* _Your objective_: Reproduce the material below word for word, from start to finish, leaving out the pictures.

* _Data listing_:
◇ ◇ ◇
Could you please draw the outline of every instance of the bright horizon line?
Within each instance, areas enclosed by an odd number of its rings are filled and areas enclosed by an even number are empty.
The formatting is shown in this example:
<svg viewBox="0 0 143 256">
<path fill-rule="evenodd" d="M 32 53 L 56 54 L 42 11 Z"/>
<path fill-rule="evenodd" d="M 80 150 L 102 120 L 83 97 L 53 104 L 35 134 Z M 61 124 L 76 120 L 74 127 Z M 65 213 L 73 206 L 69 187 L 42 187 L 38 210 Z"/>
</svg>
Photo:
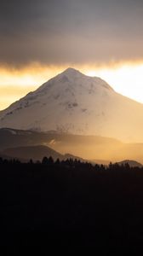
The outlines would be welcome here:
<svg viewBox="0 0 143 256">
<path fill-rule="evenodd" d="M 73 67 L 72 67 L 73 66 Z M 115 91 L 143 103 L 143 62 L 97 67 L 94 65 L 42 66 L 37 63 L 16 69 L 0 67 L 0 110 L 37 90 L 69 67 L 85 75 L 100 77 Z"/>
</svg>

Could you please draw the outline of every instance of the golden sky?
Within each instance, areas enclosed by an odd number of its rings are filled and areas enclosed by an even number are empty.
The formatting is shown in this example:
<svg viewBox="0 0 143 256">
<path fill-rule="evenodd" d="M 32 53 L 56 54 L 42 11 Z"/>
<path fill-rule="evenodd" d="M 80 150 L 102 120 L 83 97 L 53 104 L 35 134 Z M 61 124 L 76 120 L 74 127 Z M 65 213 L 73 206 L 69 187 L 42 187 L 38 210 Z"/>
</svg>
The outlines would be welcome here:
<svg viewBox="0 0 143 256">
<path fill-rule="evenodd" d="M 71 66 L 71 65 L 69 65 Z M 44 66 L 37 63 L 22 68 L 0 67 L 0 109 L 38 88 L 69 66 Z M 86 75 L 105 79 L 117 92 L 143 103 L 143 62 L 108 66 L 74 65 Z"/>
</svg>

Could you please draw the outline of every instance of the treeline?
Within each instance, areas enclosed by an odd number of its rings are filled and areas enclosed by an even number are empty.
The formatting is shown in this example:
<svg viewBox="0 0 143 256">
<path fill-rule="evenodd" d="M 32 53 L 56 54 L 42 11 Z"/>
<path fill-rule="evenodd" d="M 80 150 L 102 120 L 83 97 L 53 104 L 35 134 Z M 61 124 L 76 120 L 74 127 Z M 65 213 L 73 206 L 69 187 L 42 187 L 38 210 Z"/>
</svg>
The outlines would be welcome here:
<svg viewBox="0 0 143 256">
<path fill-rule="evenodd" d="M 143 168 L 0 159 L 0 194 L 1 245 L 15 255 L 143 246 Z"/>
</svg>

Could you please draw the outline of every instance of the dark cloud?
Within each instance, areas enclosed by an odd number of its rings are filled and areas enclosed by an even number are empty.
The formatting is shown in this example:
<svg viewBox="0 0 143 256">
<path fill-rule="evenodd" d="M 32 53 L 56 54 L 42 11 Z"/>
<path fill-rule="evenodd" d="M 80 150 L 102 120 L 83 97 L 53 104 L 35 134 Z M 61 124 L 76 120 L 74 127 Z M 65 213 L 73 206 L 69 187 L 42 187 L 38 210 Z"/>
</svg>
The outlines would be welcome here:
<svg viewBox="0 0 143 256">
<path fill-rule="evenodd" d="M 0 2 L 0 62 L 143 59 L 142 0 Z"/>
</svg>

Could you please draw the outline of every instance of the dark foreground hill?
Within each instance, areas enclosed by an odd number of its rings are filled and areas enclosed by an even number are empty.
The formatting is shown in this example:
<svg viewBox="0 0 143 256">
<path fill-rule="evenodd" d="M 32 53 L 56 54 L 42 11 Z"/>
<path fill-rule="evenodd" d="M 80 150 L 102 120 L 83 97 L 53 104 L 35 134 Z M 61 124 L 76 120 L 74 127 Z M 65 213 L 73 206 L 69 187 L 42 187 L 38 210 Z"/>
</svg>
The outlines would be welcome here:
<svg viewBox="0 0 143 256">
<path fill-rule="evenodd" d="M 47 159 L 0 160 L 0 244 L 9 255 L 30 247 L 32 255 L 142 249 L 143 168 Z"/>
</svg>

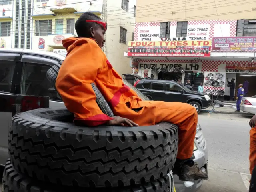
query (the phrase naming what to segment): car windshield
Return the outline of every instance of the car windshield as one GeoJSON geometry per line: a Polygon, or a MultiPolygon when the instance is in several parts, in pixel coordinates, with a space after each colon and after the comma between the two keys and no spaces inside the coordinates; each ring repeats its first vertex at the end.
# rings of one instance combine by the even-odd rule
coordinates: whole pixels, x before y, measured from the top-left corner
{"type": "Polygon", "coordinates": [[[146,96],[144,95],[142,93],[139,91],[138,89],[135,88],[134,86],[133,86],[131,84],[130,84],[129,82],[128,82],[126,80],[123,79],[123,81],[124,81],[124,83],[126,85],[130,87],[131,89],[134,91],[138,96],[143,101],[148,101],[150,99],[148,98],[146,96]]]}
{"type": "Polygon", "coordinates": [[[187,87],[186,87],[184,85],[183,85],[182,84],[180,84],[180,85],[182,87],[182,88],[188,92],[193,92],[193,91],[191,90],[190,89],[189,89],[187,87]]]}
◇ ◇ ◇
* _Exercise solution_:
Could you please draw the outline of every instance of the bright horizon line?
Within each instance, areas enclosed by an odd number of its rings are filled and areas enclosed by an even number are empty.
The formatting is shown in this example:
<svg viewBox="0 0 143 256">
<path fill-rule="evenodd" d="M 32 53 L 56 54 L 42 11 Z"/>
<path fill-rule="evenodd" d="M 80 150 L 102 120 L 83 97 L 53 104 L 35 134 Z M 61 124 L 76 120 L 74 127 Z M 65 213 L 73 206 L 69 187 L 42 187 L 38 210 Z"/>
</svg>
Photo:
The outlines would be welcome here:
<svg viewBox="0 0 143 256">
<path fill-rule="evenodd" d="M 73 67 L 72 67 L 73 66 Z M 115 91 L 143 103 L 143 62 L 97 67 L 94 65 L 42 66 L 37 63 L 16 69 L 0 67 L 0 110 L 37 90 L 69 67 L 85 75 L 100 77 Z"/>
</svg>

Could you please draw the outline of every instance of the golden sky?
Within each instance, areas enclosed by an odd number of its rings are filled and areas enclosed by an even number are empty.
The formatting is shown in this example:
<svg viewBox="0 0 143 256">
<path fill-rule="evenodd" d="M 32 53 L 56 54 L 42 11 Z"/>
<path fill-rule="evenodd" d="M 80 150 L 102 120 L 83 97 L 53 104 L 35 134 Z M 61 124 L 76 120 L 74 127 Z M 65 213 L 73 206 L 69 187 L 42 187 L 38 210 Z"/>
</svg>
The outlines would be welcome here:
<svg viewBox="0 0 143 256">
<path fill-rule="evenodd" d="M 71 66 L 71 65 L 69 65 Z M 44 66 L 37 63 L 22 68 L 0 67 L 0 109 L 38 88 L 69 66 Z M 86 75 L 105 79 L 117 92 L 143 103 L 143 62 L 108 66 L 74 65 Z"/>
</svg>

Could you please draw the outline of every instance of the treeline?
Within each instance, areas enclosed by an odd number of its rings are filled and areas enclosed by an even number are empty.
The formatting is shown in this example:
<svg viewBox="0 0 143 256">
<path fill-rule="evenodd" d="M 32 53 L 56 54 L 42 11 Z"/>
<path fill-rule="evenodd" d="M 80 150 L 102 120 L 83 97 L 53 104 L 35 134 Z M 61 124 L 76 120 L 74 127 Z M 65 213 L 73 206 L 69 187 L 42 187 L 38 210 Z"/>
</svg>
The outlines would be welcome here:
<svg viewBox="0 0 143 256">
<path fill-rule="evenodd" d="M 143 168 L 0 159 L 0 194 L 1 245 L 15 255 L 143 246 Z"/>
</svg>

Could you please draw the outline of every instance of the dark cloud?
Within each instance, areas enclosed by an odd number of its rings are filled and areas enclosed by an even number are empty.
The formatting is shown in this example:
<svg viewBox="0 0 143 256">
<path fill-rule="evenodd" d="M 32 53 L 56 54 L 42 11 Z"/>
<path fill-rule="evenodd" d="M 80 150 L 102 120 L 83 97 L 53 104 L 35 134 Z M 61 124 L 76 120 L 74 127 Z M 65 213 L 73 206 L 69 187 L 42 187 L 38 210 Z"/>
</svg>
The outlines would be welcome here:
<svg viewBox="0 0 143 256">
<path fill-rule="evenodd" d="M 0 2 L 0 62 L 143 59 L 142 0 Z"/>
</svg>

Could you please draw the outline of every instance of the dark foreground hill?
Within each instance, areas enclosed by an odd number of its rings are filled and areas enclosed by an even number are empty.
The formatting is shown in this example:
<svg viewBox="0 0 143 256">
<path fill-rule="evenodd" d="M 32 53 L 56 54 L 42 11 Z"/>
<path fill-rule="evenodd" d="M 80 150 L 102 120 L 83 97 L 53 104 L 35 134 Z M 61 124 L 76 120 L 74 127 Z M 65 213 L 73 206 L 69 187 L 42 187 L 38 210 Z"/>
</svg>
The outlines would be welcome here:
<svg viewBox="0 0 143 256">
<path fill-rule="evenodd" d="M 47 159 L 0 160 L 0 244 L 9 255 L 30 247 L 32 255 L 142 249 L 143 168 Z"/>
</svg>

query (the phrase naming what to segment): car windshield
Return the outline of every instance of the car windshield as one GeoJSON geometry per line: a Polygon, or a MultiPolygon when the instance is in several parts, in pixel coordinates, with a space after each colon and after the comma between the two keys and no spaces inside the coordinates; each ring repeats its first vertex at the end.
# rings of one instance combine by the even-odd rule
coordinates: whole pixels, x before y, measured from the top-left corner
{"type": "Polygon", "coordinates": [[[146,96],[144,95],[142,93],[139,91],[138,89],[135,88],[134,86],[133,86],[131,84],[130,84],[129,82],[128,82],[126,80],[123,79],[123,81],[124,81],[124,83],[126,85],[130,87],[131,89],[134,91],[138,96],[143,101],[148,101],[150,99],[148,98],[146,96]]]}
{"type": "Polygon", "coordinates": [[[187,87],[186,87],[184,85],[183,85],[182,84],[180,84],[180,85],[182,87],[182,88],[188,92],[193,92],[193,91],[191,90],[190,89],[189,89],[187,87]]]}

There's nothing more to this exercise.